---------- Given records ----------

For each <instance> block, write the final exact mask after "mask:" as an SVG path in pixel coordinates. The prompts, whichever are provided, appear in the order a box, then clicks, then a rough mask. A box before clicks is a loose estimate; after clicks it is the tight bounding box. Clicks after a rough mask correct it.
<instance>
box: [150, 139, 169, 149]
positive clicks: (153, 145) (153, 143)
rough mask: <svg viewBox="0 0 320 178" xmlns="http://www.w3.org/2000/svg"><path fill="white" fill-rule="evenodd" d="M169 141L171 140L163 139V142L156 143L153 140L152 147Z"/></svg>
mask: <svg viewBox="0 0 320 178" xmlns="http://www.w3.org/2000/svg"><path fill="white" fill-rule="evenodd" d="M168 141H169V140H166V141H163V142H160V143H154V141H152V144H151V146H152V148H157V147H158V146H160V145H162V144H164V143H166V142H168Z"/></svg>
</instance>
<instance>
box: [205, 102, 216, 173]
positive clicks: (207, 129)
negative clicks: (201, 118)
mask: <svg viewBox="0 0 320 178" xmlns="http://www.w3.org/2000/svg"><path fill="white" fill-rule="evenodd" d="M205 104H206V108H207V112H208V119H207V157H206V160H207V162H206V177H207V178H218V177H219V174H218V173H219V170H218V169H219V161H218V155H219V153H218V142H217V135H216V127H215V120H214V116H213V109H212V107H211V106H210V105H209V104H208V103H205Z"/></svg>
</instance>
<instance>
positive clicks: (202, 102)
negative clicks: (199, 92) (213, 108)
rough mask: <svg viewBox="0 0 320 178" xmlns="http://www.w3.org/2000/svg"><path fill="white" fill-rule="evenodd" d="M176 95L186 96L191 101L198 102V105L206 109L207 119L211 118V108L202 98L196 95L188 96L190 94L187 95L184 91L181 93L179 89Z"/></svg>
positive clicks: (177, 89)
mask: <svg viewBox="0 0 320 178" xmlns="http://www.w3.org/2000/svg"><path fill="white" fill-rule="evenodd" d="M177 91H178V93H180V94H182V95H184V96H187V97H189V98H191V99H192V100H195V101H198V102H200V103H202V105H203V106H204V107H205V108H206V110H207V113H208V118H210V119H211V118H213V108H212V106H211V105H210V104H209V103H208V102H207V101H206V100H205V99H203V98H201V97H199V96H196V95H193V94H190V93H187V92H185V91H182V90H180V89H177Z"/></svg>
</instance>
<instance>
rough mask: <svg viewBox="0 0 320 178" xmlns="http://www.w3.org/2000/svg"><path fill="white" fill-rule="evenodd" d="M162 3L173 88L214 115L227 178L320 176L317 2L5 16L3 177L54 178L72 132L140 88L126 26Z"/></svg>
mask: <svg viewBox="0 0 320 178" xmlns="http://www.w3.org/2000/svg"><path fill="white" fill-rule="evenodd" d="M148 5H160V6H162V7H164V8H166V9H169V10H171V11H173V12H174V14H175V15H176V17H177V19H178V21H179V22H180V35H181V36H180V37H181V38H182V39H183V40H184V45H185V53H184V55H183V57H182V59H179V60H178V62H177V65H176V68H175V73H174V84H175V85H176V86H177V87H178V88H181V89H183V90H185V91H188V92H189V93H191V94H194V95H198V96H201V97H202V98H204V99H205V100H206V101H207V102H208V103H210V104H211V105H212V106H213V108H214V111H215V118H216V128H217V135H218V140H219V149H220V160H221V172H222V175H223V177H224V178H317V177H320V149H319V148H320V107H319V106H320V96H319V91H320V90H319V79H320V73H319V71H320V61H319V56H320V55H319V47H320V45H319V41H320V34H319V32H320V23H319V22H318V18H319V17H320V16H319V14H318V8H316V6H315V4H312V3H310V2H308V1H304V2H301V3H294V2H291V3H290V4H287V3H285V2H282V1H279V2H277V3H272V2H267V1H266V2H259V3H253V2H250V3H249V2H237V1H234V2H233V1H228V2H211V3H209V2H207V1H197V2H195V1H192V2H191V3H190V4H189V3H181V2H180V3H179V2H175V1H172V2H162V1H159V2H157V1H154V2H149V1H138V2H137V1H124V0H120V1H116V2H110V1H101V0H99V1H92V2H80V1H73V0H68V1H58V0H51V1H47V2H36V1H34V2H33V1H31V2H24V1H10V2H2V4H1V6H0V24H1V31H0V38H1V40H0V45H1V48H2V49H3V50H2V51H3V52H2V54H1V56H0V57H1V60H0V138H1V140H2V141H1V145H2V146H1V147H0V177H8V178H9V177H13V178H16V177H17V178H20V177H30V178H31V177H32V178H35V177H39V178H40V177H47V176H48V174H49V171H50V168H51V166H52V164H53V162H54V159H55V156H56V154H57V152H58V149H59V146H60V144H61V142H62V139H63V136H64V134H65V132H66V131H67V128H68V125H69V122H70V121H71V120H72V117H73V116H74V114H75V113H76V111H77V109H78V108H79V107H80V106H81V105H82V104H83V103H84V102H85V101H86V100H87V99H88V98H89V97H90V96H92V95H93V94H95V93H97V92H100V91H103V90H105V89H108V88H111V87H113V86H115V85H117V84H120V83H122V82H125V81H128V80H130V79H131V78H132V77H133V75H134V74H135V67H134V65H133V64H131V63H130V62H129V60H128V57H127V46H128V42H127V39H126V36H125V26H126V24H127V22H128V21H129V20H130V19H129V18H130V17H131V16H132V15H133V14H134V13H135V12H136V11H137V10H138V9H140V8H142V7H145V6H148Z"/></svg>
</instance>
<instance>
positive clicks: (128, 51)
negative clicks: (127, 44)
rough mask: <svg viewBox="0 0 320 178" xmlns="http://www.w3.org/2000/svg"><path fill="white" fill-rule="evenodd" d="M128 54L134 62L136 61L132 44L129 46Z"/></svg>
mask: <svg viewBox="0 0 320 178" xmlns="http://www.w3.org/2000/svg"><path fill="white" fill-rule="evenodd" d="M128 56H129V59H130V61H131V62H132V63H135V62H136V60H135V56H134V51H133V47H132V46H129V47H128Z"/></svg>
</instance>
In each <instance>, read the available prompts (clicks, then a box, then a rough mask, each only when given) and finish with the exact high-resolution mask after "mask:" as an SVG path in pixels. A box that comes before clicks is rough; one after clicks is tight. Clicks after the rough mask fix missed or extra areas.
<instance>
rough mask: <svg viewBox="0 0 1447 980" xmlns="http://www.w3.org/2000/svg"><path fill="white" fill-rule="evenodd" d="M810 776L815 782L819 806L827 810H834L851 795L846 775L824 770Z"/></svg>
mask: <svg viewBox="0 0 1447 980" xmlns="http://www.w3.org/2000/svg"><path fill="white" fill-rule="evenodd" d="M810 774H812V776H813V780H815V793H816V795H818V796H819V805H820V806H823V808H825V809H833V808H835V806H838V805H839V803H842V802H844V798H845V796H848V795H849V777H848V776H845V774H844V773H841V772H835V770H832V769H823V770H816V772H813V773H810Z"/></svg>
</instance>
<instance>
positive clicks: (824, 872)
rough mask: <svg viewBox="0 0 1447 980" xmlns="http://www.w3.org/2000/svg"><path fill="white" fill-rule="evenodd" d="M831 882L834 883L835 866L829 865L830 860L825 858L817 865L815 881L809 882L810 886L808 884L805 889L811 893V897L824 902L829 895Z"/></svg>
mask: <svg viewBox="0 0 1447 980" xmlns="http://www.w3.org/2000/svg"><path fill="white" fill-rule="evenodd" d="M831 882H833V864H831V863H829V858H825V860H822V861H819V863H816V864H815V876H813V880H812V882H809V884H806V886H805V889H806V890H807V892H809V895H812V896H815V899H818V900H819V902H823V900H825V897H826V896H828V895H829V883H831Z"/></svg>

----------

# Requirement
Return all of the material above verbatim, line for line, with nothing added, dropped, or altered.

# Result of the exercise
For each <instance> block, write the final exact mask after "mask:" as an SVG path in pixel coordinates. The prompts, whichever are provided, appear in the order a box, then clicks, then a rough mask. A box before clicks is a loose estimate; after clicks it is the tight bounding box. Clicks after a rough mask correct it.
<instance>
box: [150, 139, 169, 149]
positive clicks: (153, 145) (153, 143)
rough mask: <svg viewBox="0 0 320 178" xmlns="http://www.w3.org/2000/svg"><path fill="white" fill-rule="evenodd" d="M169 141L171 140L163 139V142L156 143L153 140L152 147Z"/></svg>
mask: <svg viewBox="0 0 320 178" xmlns="http://www.w3.org/2000/svg"><path fill="white" fill-rule="evenodd" d="M168 141H169V140H166V141H163V142H160V143H154V141H152V144H151V146H152V148H157V147H158V146H160V145H162V144H164V143H166V142H168Z"/></svg>
</instance>
<instance>
box: [205, 102, 216, 173]
positive clicks: (207, 129)
negative clicks: (201, 118)
mask: <svg viewBox="0 0 320 178" xmlns="http://www.w3.org/2000/svg"><path fill="white" fill-rule="evenodd" d="M205 104H206V108H207V112H208V119H207V157H206V160H207V162H206V177H207V178H218V177H219V174H218V173H219V170H218V169H219V161H218V155H219V153H218V142H217V135H216V127H215V120H214V116H213V109H212V107H211V106H210V105H209V104H208V103H205Z"/></svg>
</instance>
<instance>
positive clicks: (202, 102)
negative clicks: (199, 92) (213, 108)
rough mask: <svg viewBox="0 0 320 178" xmlns="http://www.w3.org/2000/svg"><path fill="white" fill-rule="evenodd" d="M176 95L186 96L191 101L198 102V105L206 109L207 119L211 118V108L202 98L196 95L188 96L190 94L187 95L184 91L181 93L179 89Z"/></svg>
positive clicks: (177, 89)
mask: <svg viewBox="0 0 320 178" xmlns="http://www.w3.org/2000/svg"><path fill="white" fill-rule="evenodd" d="M177 91H178V93H180V94H182V95H184V96H187V97H189V98H191V99H192V100H195V101H198V102H200V103H202V105H203V106H204V107H205V108H206V110H207V113H208V118H210V119H211V118H213V108H212V106H211V105H210V104H209V103H208V102H207V101H206V100H205V99H203V98H201V97H199V96H196V95H193V94H190V93H187V92H185V91H182V90H180V89H177Z"/></svg>
</instance>
<instance>
rough mask: <svg viewBox="0 0 320 178" xmlns="http://www.w3.org/2000/svg"><path fill="white" fill-rule="evenodd" d="M162 3L173 88L214 115L227 178L320 176L317 2L5 16L3 177L54 178L72 132L140 88L126 26Z"/></svg>
mask: <svg viewBox="0 0 320 178" xmlns="http://www.w3.org/2000/svg"><path fill="white" fill-rule="evenodd" d="M148 5H160V6H162V7H164V8H166V9H169V10H171V11H173V12H174V14H175V15H176V17H177V19H178V21H179V22H180V35H181V36H180V37H181V38H182V39H183V40H184V45H185V53H184V55H183V57H182V59H179V60H178V62H177V65H176V68H175V73H174V84H175V85H176V86H177V87H178V88H181V89H183V90H185V91H188V92H189V93H191V94H194V95H198V96H201V97H202V98H204V99H205V100H206V101H207V102H208V103H210V104H211V105H212V106H213V108H214V111H215V118H216V128H217V135H218V140H219V149H220V160H221V172H222V175H223V177H224V178H317V177H320V149H319V148H320V107H319V106H320V96H319V91H320V90H319V79H320V73H319V71H320V61H319V56H320V55H319V47H320V45H319V41H320V34H319V32H320V23H319V22H318V18H319V17H320V16H319V14H318V8H316V6H315V4H312V3H310V2H308V1H304V2H301V3H294V2H291V3H290V4H287V3H285V2H282V1H279V2H277V3H272V2H267V1H266V2H259V3H253V2H250V3H249V2H237V1H234V2H233V1H228V2H211V3H209V2H207V1H197V2H195V1H192V2H191V3H190V4H189V3H181V2H180V3H179V2H175V1H172V2H162V1H159V2H157V1H154V2H149V1H138V2H137V1H124V0H120V1H116V2H110V1H101V0H99V1H92V2H80V1H73V0H68V1H58V0H51V1H47V2H36V1H34V2H33V1H31V2H24V1H10V2H2V4H1V6H0V24H1V31H0V38H1V40H0V45H1V48H2V49H3V50H2V51H3V52H2V54H1V56H0V57H1V60H0V138H1V140H2V141H1V145H2V146H1V147H0V177H8V178H9V177H13V178H16V177H17V178H20V177H30V178H31V177H32V178H35V177H39V178H40V177H47V176H48V174H49V171H50V168H51V166H52V164H53V162H54V159H55V156H56V154H57V152H58V149H59V146H60V144H61V142H62V139H63V136H64V134H65V132H66V131H67V128H68V125H69V122H70V121H71V120H72V117H73V116H74V114H75V113H76V111H77V109H78V108H79V107H80V106H81V105H82V104H83V103H84V102H85V101H86V100H87V99H88V98H89V97H90V96H92V95H93V94H95V93H97V92H100V91H103V90H105V89H108V88H111V87H113V86H115V85H117V84H120V83H122V82H125V81H128V80H130V79H131V78H132V77H133V75H134V74H135V67H134V65H133V64H131V63H130V62H129V60H128V57H127V46H128V42H127V39H126V36H125V26H126V24H127V22H128V21H129V20H130V19H129V18H130V17H131V16H132V15H133V14H134V13H135V12H136V11H137V10H138V9H140V8H142V7H145V6H148Z"/></svg>
</instance>
<instance>
positive clicks: (128, 51)
negative clicks: (127, 44)
rough mask: <svg viewBox="0 0 320 178" xmlns="http://www.w3.org/2000/svg"><path fill="white" fill-rule="evenodd" d="M128 54L134 62L136 61L132 44L129 46Z"/></svg>
mask: <svg viewBox="0 0 320 178" xmlns="http://www.w3.org/2000/svg"><path fill="white" fill-rule="evenodd" d="M128 56H129V59H130V61H131V62H132V63H135V62H136V60H135V56H134V51H133V47H132V46H129V47H128Z"/></svg>
</instance>
In each <instance>, read the available prompts (clicks, then a box, then a rough mask, each only when given) and finish with the exact high-resolution mask after "mask:" as an SVG path in pixels. A box that comes before clicks is rough; one after clicks is tight. Clicks after the rough mask fix missed or extra areas.
<instance>
rough mask: <svg viewBox="0 0 1447 980" xmlns="http://www.w3.org/2000/svg"><path fill="white" fill-rule="evenodd" d="M810 776L815 782L819 806L827 810H834L851 795L846 775L824 770Z"/></svg>
mask: <svg viewBox="0 0 1447 980" xmlns="http://www.w3.org/2000/svg"><path fill="white" fill-rule="evenodd" d="M810 774H812V776H813V780H815V793H816V795H818V796H819V805H820V806H823V808H825V809H833V808H835V806H838V805H839V803H842V802H844V798H845V796H848V795H849V777H848V776H845V774H844V773H841V772H835V770H832V769H823V770H816V772H813V773H810Z"/></svg>
</instance>
<instance>
positive clicks: (824, 872)
rough mask: <svg viewBox="0 0 1447 980" xmlns="http://www.w3.org/2000/svg"><path fill="white" fill-rule="evenodd" d="M831 882L834 883L835 866L829 865L830 860L825 858L817 865L815 881L809 882L810 886L808 884L805 889L811 893V897L824 902L829 895Z"/></svg>
mask: <svg viewBox="0 0 1447 980" xmlns="http://www.w3.org/2000/svg"><path fill="white" fill-rule="evenodd" d="M831 882H833V864H831V863H829V858H825V860H822V861H819V863H816V864H815V876H813V880H812V882H809V884H806V886H805V889H806V890H807V892H809V895H812V896H815V899H818V900H819V902H823V900H825V897H826V896H828V895H829V883H831Z"/></svg>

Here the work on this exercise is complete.